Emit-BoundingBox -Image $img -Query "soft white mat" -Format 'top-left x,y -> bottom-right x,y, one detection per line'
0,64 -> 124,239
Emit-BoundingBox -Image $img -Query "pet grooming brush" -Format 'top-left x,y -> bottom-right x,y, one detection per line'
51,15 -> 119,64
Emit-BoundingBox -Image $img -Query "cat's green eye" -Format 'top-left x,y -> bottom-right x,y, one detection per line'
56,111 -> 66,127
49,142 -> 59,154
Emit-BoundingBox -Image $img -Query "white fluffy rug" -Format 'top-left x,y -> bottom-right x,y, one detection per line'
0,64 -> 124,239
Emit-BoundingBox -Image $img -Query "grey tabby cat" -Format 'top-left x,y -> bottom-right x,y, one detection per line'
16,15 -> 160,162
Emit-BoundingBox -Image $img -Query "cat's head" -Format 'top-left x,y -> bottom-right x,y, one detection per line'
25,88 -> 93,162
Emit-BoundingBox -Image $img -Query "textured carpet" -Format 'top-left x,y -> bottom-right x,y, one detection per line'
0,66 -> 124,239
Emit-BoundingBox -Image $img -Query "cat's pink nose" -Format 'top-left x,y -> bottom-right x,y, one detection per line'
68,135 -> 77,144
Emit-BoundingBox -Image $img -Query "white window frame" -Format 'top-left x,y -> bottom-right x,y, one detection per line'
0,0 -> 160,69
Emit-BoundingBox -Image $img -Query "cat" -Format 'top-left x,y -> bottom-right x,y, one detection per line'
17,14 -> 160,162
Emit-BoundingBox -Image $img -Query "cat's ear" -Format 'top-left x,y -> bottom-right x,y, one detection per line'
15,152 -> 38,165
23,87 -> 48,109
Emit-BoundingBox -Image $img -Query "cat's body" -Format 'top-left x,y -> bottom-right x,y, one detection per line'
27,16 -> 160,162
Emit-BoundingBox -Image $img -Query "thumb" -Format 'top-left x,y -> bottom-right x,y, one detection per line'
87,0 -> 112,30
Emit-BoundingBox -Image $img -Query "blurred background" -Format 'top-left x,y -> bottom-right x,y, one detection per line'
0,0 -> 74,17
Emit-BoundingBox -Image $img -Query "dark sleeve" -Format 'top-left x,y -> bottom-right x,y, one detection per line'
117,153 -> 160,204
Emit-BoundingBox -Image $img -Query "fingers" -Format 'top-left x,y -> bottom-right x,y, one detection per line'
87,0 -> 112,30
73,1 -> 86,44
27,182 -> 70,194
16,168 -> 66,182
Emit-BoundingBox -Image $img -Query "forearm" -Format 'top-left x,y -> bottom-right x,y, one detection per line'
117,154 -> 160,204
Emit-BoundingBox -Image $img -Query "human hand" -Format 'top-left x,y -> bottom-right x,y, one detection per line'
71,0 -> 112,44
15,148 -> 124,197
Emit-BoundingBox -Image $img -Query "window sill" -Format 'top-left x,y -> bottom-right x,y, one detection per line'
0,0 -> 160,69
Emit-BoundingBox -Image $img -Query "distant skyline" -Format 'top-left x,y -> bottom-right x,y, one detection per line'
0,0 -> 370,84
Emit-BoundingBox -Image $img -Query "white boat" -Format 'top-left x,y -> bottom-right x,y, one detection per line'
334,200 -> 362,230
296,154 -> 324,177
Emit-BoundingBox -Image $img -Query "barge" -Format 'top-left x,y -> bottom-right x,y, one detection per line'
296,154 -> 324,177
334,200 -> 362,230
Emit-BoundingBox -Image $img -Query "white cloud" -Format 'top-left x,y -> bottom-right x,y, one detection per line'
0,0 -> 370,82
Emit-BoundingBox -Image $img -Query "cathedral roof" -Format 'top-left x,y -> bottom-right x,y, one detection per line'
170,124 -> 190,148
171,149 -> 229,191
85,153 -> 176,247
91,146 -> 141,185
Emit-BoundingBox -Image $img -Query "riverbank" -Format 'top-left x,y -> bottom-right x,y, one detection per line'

* * * * * * *

### STATED PROBLEM
Collect every line from the rows above that contains the word "white".

### THE REPLY
Emit-BoundingBox -Image $img -Query "soft white mat" -Format 'top-left x,y -> bottom-right x,y, one detection per line'
Emit-BoundingBox -Image $img -Query "white fluffy rug" -Format 'top-left x,y -> bottom-right x,y, one detection per line'
Emit-BoundingBox -Image $img -Query "white window frame" -Format 'top-left x,y -> bottom-right x,y, one detection per line'
Emit-BoundingBox -Image $img -Query "white boat" -Format 'top-left x,y -> bottom-right x,y, one detection per line'
Emit-BoundingBox -Image $img -Query "white cloud" -Format 'top-left x,y -> bottom-right x,y, one detection per line'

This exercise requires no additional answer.